Start of Data provided

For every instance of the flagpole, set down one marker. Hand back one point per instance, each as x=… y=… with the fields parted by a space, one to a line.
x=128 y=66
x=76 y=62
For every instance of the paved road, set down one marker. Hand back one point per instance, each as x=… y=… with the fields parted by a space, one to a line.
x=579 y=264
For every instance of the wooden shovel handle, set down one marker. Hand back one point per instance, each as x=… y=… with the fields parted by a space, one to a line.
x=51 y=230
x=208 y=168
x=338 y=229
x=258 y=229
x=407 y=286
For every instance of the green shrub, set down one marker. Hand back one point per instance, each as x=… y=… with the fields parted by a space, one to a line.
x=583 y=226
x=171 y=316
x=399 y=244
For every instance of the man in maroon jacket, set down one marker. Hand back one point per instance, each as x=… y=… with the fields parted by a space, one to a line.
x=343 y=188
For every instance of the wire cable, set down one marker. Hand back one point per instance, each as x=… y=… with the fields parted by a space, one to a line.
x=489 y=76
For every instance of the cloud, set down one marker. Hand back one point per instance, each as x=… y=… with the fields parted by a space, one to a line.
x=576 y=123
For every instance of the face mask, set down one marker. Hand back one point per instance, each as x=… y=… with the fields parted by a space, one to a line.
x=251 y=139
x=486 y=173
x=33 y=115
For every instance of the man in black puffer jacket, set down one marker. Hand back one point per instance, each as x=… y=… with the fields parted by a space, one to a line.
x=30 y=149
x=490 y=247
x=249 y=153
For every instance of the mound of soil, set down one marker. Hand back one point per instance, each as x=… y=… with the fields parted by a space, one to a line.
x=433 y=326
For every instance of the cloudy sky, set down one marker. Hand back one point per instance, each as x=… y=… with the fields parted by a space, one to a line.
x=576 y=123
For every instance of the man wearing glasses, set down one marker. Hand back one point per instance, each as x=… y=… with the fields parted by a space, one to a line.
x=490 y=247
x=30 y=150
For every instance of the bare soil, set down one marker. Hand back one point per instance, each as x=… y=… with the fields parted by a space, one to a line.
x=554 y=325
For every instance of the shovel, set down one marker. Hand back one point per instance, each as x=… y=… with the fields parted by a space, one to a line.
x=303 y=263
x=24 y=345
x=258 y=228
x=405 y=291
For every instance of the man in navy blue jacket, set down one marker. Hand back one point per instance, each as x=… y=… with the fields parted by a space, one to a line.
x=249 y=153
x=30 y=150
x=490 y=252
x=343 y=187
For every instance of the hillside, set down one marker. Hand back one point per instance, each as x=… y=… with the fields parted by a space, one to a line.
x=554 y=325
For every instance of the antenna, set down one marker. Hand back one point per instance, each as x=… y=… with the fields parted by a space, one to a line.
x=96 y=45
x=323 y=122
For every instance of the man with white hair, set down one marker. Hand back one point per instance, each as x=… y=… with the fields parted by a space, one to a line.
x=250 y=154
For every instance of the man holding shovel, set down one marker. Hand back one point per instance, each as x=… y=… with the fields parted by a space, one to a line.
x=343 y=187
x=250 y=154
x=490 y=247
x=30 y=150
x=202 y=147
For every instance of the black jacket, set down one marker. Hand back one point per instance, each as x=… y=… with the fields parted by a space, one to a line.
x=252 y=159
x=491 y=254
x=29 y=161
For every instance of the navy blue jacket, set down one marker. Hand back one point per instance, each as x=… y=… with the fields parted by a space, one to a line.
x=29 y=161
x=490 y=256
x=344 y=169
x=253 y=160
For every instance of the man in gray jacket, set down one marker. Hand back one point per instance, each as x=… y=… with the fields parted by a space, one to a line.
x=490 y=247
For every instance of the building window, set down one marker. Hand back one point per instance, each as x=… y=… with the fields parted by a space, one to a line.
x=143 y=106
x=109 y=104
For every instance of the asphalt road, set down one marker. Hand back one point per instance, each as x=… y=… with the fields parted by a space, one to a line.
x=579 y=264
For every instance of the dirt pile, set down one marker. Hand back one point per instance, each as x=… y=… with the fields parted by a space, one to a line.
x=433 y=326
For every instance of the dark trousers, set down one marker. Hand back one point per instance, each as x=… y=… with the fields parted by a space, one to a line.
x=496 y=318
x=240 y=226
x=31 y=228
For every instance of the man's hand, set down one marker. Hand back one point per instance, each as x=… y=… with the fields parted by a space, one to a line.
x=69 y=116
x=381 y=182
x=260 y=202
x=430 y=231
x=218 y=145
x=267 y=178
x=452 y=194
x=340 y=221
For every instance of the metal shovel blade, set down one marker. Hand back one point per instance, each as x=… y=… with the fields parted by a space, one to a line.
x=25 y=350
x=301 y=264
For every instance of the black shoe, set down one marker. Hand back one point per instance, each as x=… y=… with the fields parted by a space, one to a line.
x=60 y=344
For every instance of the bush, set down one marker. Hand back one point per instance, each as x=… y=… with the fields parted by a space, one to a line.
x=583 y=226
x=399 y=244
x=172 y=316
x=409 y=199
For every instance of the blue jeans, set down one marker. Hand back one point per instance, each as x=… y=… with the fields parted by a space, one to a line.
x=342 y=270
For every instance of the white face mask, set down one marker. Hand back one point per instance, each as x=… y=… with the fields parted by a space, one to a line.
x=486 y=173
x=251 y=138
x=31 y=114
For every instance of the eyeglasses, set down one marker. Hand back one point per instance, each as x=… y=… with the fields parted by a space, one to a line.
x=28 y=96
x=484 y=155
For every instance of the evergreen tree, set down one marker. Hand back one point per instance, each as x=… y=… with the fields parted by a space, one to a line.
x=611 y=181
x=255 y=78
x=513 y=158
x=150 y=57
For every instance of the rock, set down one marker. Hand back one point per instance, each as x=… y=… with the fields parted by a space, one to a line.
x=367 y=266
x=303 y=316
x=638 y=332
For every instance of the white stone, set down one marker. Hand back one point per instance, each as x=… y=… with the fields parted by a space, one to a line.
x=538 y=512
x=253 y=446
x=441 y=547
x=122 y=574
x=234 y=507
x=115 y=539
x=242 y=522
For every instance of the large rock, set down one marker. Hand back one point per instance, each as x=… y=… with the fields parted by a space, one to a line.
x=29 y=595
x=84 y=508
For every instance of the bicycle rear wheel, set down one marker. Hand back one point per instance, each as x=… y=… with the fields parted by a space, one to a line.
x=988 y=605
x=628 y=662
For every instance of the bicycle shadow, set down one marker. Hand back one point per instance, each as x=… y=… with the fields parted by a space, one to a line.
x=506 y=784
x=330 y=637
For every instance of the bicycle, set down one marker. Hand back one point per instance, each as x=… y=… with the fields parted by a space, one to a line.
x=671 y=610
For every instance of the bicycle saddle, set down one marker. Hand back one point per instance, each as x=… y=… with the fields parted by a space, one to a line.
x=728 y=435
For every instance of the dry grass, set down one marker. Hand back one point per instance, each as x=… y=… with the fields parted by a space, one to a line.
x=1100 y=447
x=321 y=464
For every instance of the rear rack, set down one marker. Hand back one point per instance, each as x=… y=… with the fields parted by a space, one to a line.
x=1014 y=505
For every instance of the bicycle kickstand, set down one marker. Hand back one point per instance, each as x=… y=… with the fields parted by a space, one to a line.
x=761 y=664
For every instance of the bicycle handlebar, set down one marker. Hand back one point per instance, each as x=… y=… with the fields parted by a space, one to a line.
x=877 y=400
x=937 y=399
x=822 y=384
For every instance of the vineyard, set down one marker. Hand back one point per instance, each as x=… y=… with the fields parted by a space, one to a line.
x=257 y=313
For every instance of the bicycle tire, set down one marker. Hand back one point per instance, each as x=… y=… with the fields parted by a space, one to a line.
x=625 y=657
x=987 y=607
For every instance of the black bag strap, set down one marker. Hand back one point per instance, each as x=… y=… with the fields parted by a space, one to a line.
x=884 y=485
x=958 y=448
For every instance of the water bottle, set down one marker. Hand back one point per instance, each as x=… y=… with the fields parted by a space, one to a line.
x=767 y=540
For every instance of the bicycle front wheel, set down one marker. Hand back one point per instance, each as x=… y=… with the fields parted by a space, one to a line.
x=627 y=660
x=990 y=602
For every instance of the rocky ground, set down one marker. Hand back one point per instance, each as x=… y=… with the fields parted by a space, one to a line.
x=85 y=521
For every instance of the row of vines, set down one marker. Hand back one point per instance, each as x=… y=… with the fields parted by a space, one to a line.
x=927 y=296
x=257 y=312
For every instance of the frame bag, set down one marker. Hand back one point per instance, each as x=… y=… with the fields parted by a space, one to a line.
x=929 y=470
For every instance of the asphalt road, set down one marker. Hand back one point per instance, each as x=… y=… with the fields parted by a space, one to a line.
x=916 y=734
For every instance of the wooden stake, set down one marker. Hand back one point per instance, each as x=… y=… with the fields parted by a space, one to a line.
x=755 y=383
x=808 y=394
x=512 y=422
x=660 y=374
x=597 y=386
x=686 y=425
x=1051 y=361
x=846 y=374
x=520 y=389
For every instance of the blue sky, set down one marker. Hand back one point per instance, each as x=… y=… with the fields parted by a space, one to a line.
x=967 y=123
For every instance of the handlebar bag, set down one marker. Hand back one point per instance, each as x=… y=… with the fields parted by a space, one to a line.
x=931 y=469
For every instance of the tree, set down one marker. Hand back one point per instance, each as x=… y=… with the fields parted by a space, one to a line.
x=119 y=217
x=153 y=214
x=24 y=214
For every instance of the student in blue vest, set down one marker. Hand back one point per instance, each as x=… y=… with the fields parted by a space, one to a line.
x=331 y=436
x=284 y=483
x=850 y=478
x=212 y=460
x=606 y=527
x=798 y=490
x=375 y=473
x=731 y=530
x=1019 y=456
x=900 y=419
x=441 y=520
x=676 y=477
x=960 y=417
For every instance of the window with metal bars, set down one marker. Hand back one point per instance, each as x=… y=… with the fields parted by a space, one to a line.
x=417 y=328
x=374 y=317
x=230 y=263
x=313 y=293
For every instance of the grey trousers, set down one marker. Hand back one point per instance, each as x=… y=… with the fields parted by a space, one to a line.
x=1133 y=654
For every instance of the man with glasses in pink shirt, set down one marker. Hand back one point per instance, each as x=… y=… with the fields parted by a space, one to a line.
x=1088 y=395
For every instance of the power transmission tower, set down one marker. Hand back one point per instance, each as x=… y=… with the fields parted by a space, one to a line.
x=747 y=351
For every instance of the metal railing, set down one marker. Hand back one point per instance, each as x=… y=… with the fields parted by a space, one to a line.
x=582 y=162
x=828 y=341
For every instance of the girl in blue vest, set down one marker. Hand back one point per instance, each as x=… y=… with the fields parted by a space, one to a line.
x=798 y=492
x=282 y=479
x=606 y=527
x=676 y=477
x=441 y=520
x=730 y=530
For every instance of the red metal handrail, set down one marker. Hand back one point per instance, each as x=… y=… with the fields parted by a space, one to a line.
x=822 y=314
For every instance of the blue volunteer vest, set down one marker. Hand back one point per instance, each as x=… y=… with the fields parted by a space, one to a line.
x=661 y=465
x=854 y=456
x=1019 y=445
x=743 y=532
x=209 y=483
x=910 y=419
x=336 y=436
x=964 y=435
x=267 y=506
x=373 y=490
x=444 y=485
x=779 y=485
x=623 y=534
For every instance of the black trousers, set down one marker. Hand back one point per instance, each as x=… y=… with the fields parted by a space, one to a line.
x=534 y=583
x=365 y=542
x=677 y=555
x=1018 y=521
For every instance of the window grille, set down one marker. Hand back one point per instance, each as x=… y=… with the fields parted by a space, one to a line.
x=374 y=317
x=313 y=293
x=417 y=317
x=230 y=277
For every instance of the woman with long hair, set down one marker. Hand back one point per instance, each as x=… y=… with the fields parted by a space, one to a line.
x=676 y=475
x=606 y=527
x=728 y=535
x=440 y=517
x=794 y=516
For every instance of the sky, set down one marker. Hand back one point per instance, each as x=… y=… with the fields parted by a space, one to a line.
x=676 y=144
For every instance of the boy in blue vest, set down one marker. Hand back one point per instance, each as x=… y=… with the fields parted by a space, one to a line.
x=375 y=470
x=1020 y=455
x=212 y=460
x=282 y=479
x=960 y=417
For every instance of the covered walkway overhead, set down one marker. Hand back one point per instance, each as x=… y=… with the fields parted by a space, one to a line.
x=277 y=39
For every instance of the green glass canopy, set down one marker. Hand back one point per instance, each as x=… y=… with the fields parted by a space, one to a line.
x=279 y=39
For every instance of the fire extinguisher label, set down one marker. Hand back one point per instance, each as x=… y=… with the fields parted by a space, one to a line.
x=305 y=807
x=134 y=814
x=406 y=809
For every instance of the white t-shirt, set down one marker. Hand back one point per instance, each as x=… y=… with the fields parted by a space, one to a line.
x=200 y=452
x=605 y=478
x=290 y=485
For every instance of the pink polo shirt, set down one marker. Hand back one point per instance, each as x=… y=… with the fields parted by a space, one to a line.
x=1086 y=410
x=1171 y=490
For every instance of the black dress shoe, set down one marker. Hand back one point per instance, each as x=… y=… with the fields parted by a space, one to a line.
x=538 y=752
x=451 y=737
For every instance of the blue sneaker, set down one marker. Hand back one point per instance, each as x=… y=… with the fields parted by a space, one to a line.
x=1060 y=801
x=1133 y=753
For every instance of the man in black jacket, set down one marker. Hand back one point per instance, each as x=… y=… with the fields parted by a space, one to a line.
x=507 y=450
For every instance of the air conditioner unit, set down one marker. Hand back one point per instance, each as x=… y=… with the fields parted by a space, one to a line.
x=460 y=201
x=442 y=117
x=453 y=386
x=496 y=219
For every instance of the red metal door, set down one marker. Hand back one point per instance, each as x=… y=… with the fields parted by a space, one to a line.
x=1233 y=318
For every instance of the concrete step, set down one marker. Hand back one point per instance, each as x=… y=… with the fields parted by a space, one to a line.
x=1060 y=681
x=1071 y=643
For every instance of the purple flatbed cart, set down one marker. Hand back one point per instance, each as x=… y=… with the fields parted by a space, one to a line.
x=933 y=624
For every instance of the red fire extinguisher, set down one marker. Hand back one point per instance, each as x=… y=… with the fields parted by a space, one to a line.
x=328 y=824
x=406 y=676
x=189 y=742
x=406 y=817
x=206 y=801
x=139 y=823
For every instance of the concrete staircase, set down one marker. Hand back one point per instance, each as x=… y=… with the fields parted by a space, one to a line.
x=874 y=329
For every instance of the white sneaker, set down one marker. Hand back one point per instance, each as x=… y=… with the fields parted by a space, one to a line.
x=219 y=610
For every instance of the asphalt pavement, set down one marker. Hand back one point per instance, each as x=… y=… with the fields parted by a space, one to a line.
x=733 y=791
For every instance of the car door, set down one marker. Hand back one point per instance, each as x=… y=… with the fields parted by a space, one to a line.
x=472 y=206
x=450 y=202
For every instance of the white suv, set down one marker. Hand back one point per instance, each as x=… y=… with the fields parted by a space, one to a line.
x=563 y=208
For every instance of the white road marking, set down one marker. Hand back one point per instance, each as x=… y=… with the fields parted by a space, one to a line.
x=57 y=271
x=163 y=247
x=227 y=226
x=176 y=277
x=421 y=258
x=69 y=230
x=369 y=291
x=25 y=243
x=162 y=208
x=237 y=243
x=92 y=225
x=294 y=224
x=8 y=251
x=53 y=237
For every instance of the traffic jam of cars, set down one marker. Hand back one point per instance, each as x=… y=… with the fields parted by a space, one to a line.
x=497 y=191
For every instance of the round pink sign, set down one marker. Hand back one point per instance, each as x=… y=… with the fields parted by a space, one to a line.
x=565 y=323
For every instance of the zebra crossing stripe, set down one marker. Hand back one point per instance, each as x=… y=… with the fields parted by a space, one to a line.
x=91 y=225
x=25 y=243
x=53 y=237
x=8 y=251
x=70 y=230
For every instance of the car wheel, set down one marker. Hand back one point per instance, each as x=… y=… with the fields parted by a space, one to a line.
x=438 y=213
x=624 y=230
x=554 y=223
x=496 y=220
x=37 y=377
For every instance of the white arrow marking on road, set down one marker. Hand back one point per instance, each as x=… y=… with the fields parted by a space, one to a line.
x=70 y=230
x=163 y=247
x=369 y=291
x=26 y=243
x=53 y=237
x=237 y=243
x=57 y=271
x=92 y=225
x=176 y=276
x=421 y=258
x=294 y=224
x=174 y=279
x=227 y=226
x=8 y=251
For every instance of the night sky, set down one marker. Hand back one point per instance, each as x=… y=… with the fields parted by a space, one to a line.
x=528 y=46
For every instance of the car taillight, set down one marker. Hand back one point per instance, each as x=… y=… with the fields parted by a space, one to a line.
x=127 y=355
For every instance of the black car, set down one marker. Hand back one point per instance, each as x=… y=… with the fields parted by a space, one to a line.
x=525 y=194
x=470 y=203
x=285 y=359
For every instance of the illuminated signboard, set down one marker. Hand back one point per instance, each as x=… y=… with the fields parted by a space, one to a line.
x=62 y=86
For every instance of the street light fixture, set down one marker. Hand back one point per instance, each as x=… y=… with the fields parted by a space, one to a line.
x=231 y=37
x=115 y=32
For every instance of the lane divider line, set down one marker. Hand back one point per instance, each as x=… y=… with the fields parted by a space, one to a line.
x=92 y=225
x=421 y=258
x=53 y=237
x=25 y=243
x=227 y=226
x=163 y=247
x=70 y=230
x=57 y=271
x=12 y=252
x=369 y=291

End of Data provided

■ **Exercise directions**:
No line before the one containing "For every instance of the car taillight, set" should be copied; restate that line and all the rest through the end of the data above word for word.

■ **Written solution**:
For every instance of the car taillight, set down one marker. Hand back one point per instance, each as x=… y=… with the fields parted by a space, one to a line.
x=127 y=355
For every instance of the black car, set down one marker. Hand back one point per instance, each as x=… y=… with the fields parted by a space, one to a line.
x=525 y=194
x=470 y=203
x=285 y=359
For every instance of the illuminated signboard, set down one marker. Hand back one point per instance, each as x=… y=… with the fields parted by a space, one to a line.
x=62 y=86
For every instance of the street light fixture, set down one marker. Hand back one point per instance, each as x=… y=… with the fields parted by a space, one to a line.
x=231 y=37
x=115 y=32
For every instance of the lane divider line, set down one marker. Hand back one point per instance, each as x=… y=… with the fields parted by a space, one to a line.
x=92 y=225
x=421 y=258
x=53 y=237
x=25 y=243
x=227 y=226
x=163 y=247
x=70 y=230
x=57 y=271
x=12 y=252
x=369 y=291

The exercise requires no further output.